Никаких свидетельств тому, что Мариза Шуази каким-либо образом пыталась отказаться от написанного или препятствовать переизданиям описания своего путешествия на Афон, нам отыскать не удалось, как не пришлось встретить и сколь-либо аргументированного свидетельства тому, что на Афоне она не была. Впрочем, обе «фотографии» Маризы Шуази в Карее, помещенные в ее книге, являются примером очень низкокачественного фотомонтажа[95].

В том же 1929 году петербургский уроженец Ринальдо Кюфферле, сын итальянского архитектора Пьетро Кюфферле и его русской супруги, берется по совету давнего знакомца и доброжелателя Зайцева Этторе Ло Гатто за перевод трех его книг: «Борю переводят на итальянский, „Анну“, „Афон“[96] и „Золотой узор“. А по-франц. [узски] „Анну“. Но денег кот нарыдал»[97], – сообщала Вера Зайцева Вере Буниной в декабре 1929 г. Через пятнадцать лет, в разгар новой войны, планировалось и неосуществившееся издание «Афона» в переводе на французский язык[98].


Б. К. Зайцев. Париж. 1928 г.

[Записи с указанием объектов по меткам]
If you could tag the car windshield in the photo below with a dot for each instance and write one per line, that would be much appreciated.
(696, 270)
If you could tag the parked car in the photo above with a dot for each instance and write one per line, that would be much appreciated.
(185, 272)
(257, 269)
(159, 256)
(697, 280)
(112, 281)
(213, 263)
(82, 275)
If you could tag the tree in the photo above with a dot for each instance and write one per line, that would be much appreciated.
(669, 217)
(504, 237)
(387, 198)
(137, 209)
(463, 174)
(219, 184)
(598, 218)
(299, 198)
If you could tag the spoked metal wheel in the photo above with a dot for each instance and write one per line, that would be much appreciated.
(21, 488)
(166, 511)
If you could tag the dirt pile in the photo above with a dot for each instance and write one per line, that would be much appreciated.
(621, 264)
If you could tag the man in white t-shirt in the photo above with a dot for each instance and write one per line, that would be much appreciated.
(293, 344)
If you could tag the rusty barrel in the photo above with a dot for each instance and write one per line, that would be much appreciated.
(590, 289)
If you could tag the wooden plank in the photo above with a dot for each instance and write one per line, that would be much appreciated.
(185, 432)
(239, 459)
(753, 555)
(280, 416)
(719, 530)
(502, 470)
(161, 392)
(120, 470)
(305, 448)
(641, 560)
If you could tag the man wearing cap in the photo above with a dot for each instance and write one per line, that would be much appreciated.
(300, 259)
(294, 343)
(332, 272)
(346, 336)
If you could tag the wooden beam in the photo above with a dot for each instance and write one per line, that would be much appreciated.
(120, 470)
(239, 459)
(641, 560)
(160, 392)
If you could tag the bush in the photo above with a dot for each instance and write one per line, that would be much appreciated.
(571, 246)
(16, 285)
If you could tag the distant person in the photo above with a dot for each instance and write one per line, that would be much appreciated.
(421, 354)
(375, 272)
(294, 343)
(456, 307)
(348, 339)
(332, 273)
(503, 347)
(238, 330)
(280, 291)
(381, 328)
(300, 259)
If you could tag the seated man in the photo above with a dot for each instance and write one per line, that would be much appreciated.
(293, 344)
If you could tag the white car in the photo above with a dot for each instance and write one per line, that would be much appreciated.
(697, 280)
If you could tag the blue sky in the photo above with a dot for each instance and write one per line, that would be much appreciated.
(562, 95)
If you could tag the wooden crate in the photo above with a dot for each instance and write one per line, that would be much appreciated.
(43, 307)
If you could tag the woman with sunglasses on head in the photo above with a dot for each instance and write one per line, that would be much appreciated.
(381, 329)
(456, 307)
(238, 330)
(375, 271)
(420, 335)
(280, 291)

**Задание 1**
Кто, согласно извлечённому тексту, посоветовал Ринальдо Кюфферле взяться за перевод трёх книг Зайцева?
**Задание 2**
Сколько строк записей содержат слово «white»? Укажите только число.

**Ответ 1**
Этторе Ло Гатто, давний знакомец и доброжелатель Зайцева.

**Ответ 2**
2